Artwork by Gian Galang
Cain Velasquez is a paper champion.
He hasn't fought in almost two years, and he hasn't fought anyone not named Junior dos Santos or Antonio Silva since 2010. In fact, the great Fedor Emelianenko—hallowed be his name—retired after losing a step or three in 2012, and yet has as many wins over currently ranked top ten heavyweights as Velasquez. In fact, Velasquez has just fourteen fights to his name and a third of them were against the same two Brazilians. Baddest Man on the Planet? My arse.
Of course, I don't actually believe what I just wrote about Cain Velasquez being a paper champion. I just like to inspire incredulity in my readers and then swerve on them. Over the past two years I have praised Velasquez relentlessly for just that—he is relentless. Perhaps the most frightening fighter on offense in the UFC right now. Or... two years ago. That is my problem with Cain Velasquez: I keep heaping praise on him; he keeps pulling out of fights. I feel as though he isn't holding up his end of the deal.
Now, the comment section will already be full of bile from folks who couldn't get past the first two paragraphs, but the awkward facts about Velasquez's record remain true. He didn't ask to fight the same two men on repeat for the last four years, and he didn't choose to tear his body apart in training camp and not make it to fights. Fighters are put in front of him by the UFC, he tries his best to make it to the fight, and when he does he lays down the law. But due to those match ups and dropouts, of all the UFC champions, Velasquez is the one about whom we actually know the least.
There are a multitude of questions surrounding Cain Velasquez and his next opponent, Fabricio Werdum, seems uniquely suited to make the enquiries.
What's a 'Go Horse'?

- [Your task] Extend the piece on Cain Velasquez and Fabricio Werdum, picking up right after its last line.

- [Source excerpt]
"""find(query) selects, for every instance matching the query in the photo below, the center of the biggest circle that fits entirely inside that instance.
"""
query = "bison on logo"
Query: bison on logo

- [Task response]
Fabricio Werdum's record is as good as you will find on an active heavyweight who isn't just hanging around the bottom of the division, taking beatings as they try to convince themselves they still have it. Back in PRIDE, Werdum flew a little under the radar, but beat Aleksander Emelianenko and Tom Erikson, dropping close decisions to Sergei Kharitonov and Antonio Rodrigo Nogueira. Since then, Werdum has bested Antonio Silva, Fedor Emelianenko, Roy Nelson, Mike Russow, Antonio Rodrigo Nogueira, Travis Browne, and Mark Hunt.
The final fight won him a UFC interim title—something the UFC creates whenever their champion is out for a ludicrously long time in order to roll with the blow and make a “champion versus champion” fight when the injured fighter returns. It's cheap hype, but when you're given lemons...
Werdum's transformation has truly been marvelous to watch. He was never woefully bad on the feet, in fact around the time that he met an unknown Brazilian prospect named Junior dos Santos, Werdum was getting pretty confident on the feet. 'Cigano' laid Werdum out, as Werdum was giving him exactly the kind of fight he wanted, and went on to be considered the number two man in the division.
But under the tutelage of Rafael Cordeiro, Werdum has become something very special on the feet. I previously wrote that Cordeiro doesn't produce good boxers, he produces good fighters. I still respectfully stand by it. When his fighters are moving forward, they're terrifying. On the back end, and defensively, they generally aren't exceptional.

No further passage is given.